1

I've created a simple but complete program basing on this tutorial: http://docs.nvidia.com/cuda/cuda-c-programming-guide/index.html#device-memory

#include <cuda.h>
#include <stdio.h>
#include <stdlib.h>

#define gpuErrchk(ans) { gpuAssert((ans), __FILE__, __LINE__); }
inline void gpuAssert(cudaError_t code, const char *file, int line, bool abort=true)
{
   if (code != cudaSuccess) 
   {
      fprintf(stderr,"GPUassert: %s %s %d\n", cudaGetErrorString(code), file, line);
      if (abort) exit(code);
   }
}

//Kernel definition
__global__ void VecAdd(float* A, float* B, float* C,int N)
{
    int i = blockDim.x * blockIdx.x + threadIdx.x;
    if(i < N)
        C[i] = A[i] + B[i];
}

//Host code
int main()
{
    int N = 1000;
    int i;
    FILE *f;
    size_t size = N * sizeof(float);

    //allocate input vectors h_A and h_B in host memory
    float *h_A = (float*)malloc(size);
    float *h_B = (float*)malloc(size);
    float *h_C = (float*)malloc(size);  

    //Initialize input vectors
    f = fopen("A.txt","r");
    for(i=0;i<N;i++)
        fscanf(f,"%f ",&h_A[i]);
    fclose(f);  
    f = fopen("B.txt","r");
    for(i=0;i<N;i++)

→ MATERIAL PROVIDED:
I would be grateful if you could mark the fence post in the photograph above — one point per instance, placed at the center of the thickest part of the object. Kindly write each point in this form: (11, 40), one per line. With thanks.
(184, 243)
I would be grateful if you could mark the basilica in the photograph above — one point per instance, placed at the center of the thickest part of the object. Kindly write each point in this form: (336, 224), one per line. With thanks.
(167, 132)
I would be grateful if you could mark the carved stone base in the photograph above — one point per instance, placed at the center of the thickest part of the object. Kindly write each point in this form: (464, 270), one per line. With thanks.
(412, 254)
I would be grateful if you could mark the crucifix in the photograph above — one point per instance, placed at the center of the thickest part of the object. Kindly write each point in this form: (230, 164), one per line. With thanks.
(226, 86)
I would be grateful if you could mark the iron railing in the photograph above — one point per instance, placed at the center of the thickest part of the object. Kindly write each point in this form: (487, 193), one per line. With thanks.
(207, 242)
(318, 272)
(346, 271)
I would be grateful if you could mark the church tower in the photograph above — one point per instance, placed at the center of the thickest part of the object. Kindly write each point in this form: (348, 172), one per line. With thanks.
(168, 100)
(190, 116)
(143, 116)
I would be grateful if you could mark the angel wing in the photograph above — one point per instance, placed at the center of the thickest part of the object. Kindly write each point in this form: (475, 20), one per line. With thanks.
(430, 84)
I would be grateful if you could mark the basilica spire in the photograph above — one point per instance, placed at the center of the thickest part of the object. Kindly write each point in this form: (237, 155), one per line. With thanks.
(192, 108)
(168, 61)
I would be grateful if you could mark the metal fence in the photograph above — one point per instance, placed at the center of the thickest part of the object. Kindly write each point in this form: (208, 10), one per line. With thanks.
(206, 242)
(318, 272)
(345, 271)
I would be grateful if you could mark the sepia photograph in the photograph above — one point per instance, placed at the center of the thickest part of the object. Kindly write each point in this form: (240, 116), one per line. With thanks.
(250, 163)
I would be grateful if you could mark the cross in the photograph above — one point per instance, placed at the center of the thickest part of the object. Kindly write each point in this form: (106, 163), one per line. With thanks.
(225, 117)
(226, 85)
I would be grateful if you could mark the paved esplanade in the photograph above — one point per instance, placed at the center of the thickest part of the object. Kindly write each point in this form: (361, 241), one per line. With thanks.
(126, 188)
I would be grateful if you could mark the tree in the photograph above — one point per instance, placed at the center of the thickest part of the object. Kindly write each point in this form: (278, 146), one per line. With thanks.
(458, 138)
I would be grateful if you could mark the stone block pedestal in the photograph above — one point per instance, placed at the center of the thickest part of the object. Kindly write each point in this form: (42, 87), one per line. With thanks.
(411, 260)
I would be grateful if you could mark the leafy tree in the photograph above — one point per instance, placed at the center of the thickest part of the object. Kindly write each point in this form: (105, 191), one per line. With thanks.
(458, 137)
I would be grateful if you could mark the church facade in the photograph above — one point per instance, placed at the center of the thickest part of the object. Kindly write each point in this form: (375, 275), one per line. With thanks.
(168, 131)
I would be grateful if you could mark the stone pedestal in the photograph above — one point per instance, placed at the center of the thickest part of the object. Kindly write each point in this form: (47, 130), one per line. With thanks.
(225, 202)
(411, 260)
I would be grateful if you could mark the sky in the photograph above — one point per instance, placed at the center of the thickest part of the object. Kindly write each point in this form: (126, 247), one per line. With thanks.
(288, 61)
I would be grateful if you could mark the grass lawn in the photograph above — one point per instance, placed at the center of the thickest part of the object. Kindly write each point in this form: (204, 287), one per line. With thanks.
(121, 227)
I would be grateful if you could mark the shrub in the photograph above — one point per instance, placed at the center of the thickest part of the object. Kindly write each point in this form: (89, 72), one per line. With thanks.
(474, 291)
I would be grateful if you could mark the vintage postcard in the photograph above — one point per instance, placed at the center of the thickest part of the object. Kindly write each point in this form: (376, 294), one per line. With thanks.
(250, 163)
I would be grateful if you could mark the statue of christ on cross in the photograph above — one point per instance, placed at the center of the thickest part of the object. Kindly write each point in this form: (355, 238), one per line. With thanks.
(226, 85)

→ PARTS OF THE EXERCISE:
1) Please pull out every line of the records that contains the string "pedestal". Case counts.
2) Carry on the CUDA vector-addition program from the point where it stops.

→ PER-TASK ANSWERS:
1)
I would be grateful if you could mark the stone block pedestal in the photograph above — one point per instance, placed at the center of the thickest part of the object. Kindly write each point in this form: (42, 87), one per line. With thanks.
I would be grateful if you could mark the stone pedestal in the photograph above — one point per instance, placed at the center of the thickest part of the object. Kindly write each point in this form: (47, 130), one per line. With thanks.

2)
        fscanf(f,"%f ",&h_B[i]);
    fclose(f);
    //Allocate vactors in device memory
    float *d_A;
    gpuErrchk(cudaMalloc(&d_A,size));
    float *d_B;
    cudaMalloc(&d_B,size);
    float *d_C;
    cudaMalloc(&d_C,size);

    gpuErrchk(cudaMemcpy(d_A, h_A, size, cudaMemcpyHostToDevice));
    cudaMemcpy(d_B, h_B, size, cudaMemcpyHostToDevice);

    //invoke kernel
    int threadsPerBlock = 256;
    int blocksPerGrid = (N + threadsPerBlock - 1) / threadsPerBlock;

    VecAdd<<<blocksPerGrid, threadsPerBlock>>>(d_A, d_B, d_C, N);

    cudaMemcpy(h_C, d_C, size, cudaMemcpyDeviceToHost);

    f = fopen("C.txt","w");
    printf("%f \n",h_C[i]); 
    for(i=0;i<1000;i++)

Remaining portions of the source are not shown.